*Your objective*: Among the entries, which lines carry the string "blue"? Copy every one.

*Data to process*:
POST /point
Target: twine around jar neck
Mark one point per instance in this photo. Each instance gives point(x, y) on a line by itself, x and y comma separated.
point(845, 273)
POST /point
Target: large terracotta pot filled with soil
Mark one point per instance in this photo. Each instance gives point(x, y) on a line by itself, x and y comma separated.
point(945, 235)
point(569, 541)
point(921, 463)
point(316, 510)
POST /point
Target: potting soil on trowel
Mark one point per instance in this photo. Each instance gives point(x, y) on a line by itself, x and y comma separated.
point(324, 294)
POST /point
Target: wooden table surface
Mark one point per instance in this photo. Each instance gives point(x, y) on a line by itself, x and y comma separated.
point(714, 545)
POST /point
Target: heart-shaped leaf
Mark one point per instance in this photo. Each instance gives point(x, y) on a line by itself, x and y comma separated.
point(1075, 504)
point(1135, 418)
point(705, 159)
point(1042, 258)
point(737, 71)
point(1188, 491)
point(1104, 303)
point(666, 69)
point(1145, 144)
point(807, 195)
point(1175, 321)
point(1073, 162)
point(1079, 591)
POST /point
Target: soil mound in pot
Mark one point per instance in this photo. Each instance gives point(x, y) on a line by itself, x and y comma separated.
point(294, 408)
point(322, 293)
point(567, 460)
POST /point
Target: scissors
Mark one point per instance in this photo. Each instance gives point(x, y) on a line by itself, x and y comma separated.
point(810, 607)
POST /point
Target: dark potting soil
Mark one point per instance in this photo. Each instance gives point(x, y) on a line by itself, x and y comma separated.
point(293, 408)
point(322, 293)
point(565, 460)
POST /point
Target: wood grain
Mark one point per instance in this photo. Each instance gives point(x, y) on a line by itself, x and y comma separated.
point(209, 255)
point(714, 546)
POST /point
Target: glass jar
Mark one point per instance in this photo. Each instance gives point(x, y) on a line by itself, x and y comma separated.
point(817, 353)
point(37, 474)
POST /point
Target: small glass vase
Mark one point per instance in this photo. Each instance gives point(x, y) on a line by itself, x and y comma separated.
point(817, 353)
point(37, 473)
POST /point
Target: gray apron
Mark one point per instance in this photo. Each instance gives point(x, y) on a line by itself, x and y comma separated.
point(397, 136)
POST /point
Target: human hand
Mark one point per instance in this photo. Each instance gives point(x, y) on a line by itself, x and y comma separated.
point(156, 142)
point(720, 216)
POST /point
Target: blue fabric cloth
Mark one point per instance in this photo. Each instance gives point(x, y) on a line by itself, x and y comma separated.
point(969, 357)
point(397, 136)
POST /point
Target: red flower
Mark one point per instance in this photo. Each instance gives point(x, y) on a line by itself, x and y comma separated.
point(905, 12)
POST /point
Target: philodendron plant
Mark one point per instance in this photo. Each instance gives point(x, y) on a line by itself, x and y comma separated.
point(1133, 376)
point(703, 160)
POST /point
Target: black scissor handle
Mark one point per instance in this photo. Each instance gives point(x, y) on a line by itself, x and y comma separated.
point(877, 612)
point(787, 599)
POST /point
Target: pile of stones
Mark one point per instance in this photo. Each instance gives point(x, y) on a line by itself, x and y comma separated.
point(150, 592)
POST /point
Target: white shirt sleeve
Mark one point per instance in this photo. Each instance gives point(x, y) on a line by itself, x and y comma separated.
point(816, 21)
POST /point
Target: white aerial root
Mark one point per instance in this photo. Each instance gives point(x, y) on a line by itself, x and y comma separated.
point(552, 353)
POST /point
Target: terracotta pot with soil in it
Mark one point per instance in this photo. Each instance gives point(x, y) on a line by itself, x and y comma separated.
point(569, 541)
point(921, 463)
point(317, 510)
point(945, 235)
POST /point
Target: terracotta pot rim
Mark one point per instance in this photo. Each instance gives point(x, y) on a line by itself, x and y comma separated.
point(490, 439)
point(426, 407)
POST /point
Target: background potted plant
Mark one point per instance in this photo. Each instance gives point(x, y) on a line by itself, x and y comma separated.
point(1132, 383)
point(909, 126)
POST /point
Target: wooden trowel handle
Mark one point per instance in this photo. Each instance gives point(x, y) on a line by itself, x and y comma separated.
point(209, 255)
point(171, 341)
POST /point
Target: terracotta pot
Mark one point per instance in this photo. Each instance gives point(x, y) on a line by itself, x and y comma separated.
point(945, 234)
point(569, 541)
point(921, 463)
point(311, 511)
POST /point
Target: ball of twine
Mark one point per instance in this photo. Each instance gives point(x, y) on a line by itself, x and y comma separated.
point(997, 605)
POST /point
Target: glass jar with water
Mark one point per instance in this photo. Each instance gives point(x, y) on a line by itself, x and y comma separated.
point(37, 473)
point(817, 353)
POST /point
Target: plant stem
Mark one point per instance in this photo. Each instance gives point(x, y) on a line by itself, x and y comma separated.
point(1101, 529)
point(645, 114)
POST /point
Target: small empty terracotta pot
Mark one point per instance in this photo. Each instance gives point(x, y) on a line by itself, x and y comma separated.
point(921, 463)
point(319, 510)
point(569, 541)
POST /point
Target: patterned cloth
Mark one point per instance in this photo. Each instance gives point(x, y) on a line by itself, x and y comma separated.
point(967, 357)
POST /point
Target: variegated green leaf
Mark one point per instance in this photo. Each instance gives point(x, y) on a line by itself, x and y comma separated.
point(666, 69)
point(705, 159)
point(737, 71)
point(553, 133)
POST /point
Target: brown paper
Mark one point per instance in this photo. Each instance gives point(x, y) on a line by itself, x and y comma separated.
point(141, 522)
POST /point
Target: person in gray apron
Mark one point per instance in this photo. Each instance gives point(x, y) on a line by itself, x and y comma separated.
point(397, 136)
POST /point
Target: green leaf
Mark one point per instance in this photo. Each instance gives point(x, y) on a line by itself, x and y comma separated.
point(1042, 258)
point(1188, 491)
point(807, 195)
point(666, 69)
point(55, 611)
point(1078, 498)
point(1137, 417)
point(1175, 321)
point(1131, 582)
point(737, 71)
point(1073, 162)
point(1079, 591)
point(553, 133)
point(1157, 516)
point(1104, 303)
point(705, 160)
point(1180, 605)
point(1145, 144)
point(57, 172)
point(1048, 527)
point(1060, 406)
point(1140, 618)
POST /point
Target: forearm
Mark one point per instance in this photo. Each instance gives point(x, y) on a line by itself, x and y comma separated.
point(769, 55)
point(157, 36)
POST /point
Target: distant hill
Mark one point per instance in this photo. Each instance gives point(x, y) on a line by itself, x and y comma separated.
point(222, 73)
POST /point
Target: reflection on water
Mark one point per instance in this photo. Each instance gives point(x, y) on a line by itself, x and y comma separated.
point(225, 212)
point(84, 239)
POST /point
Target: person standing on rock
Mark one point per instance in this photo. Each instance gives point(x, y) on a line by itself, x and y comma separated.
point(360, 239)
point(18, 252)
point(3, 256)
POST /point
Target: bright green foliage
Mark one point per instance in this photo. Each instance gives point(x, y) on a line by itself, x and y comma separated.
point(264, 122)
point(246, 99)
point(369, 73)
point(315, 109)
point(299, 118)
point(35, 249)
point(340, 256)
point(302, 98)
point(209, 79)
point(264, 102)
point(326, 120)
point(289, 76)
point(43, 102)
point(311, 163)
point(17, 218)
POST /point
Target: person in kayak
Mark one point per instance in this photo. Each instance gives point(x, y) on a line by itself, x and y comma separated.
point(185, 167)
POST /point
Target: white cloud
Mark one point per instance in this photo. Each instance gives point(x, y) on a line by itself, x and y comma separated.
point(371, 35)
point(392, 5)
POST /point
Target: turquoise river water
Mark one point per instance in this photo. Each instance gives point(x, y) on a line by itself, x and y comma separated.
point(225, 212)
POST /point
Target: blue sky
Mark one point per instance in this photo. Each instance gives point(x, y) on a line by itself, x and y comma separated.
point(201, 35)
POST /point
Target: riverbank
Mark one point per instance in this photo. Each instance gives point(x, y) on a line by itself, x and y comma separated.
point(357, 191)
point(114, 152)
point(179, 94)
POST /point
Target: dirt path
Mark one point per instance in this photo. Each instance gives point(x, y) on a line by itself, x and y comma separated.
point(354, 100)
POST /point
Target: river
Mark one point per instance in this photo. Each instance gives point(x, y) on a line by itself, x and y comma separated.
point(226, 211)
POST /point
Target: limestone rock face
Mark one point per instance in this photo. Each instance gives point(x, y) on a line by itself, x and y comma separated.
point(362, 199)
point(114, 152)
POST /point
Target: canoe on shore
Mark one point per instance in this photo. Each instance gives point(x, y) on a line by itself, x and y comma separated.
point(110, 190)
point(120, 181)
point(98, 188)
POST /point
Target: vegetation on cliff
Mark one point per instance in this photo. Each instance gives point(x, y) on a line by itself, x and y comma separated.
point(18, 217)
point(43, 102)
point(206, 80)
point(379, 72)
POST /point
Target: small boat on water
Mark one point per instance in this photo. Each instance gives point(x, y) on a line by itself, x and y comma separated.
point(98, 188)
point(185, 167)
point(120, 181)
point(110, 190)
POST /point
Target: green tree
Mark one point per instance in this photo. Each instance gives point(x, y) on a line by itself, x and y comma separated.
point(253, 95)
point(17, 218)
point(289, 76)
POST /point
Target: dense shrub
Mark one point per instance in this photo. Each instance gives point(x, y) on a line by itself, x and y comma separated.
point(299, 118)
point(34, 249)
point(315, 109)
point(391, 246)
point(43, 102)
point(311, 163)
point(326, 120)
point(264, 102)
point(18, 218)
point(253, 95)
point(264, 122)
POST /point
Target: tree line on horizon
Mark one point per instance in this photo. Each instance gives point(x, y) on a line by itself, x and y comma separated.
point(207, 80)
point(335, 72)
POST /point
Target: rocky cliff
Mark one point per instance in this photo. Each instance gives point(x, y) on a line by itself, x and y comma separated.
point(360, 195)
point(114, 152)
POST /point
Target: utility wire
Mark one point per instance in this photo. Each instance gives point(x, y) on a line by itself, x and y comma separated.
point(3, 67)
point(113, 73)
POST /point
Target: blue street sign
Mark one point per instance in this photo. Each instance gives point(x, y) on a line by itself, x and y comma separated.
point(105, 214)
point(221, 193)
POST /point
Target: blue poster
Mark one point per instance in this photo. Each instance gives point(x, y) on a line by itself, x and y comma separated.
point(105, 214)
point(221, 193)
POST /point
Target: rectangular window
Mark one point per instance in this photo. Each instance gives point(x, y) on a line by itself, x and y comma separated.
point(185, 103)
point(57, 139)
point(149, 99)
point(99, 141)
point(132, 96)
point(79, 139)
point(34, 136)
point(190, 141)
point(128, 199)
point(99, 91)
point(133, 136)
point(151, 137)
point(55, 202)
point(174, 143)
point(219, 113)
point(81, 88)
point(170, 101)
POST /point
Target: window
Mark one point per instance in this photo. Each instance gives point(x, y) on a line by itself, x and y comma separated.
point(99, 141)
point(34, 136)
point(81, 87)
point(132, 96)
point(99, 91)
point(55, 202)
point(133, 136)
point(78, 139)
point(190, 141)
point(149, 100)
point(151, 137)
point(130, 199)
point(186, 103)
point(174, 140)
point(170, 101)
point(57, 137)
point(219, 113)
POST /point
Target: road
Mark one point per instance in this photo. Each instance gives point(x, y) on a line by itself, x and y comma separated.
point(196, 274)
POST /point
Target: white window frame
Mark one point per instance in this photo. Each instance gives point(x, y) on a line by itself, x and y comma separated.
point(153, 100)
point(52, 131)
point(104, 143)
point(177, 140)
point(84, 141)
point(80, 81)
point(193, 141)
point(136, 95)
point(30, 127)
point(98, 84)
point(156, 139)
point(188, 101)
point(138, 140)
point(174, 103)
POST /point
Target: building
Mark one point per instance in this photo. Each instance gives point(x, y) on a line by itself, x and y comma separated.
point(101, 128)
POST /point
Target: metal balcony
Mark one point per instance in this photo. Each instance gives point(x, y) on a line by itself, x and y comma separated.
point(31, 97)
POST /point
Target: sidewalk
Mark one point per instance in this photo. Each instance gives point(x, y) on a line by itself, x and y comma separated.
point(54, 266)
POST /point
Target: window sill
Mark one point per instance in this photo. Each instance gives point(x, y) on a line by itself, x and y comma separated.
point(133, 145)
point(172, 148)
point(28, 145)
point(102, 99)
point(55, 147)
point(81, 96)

*Expected output*:
Target: blue fabric cloth
Target: blue sky
Target: blue street sign
Target: blue poster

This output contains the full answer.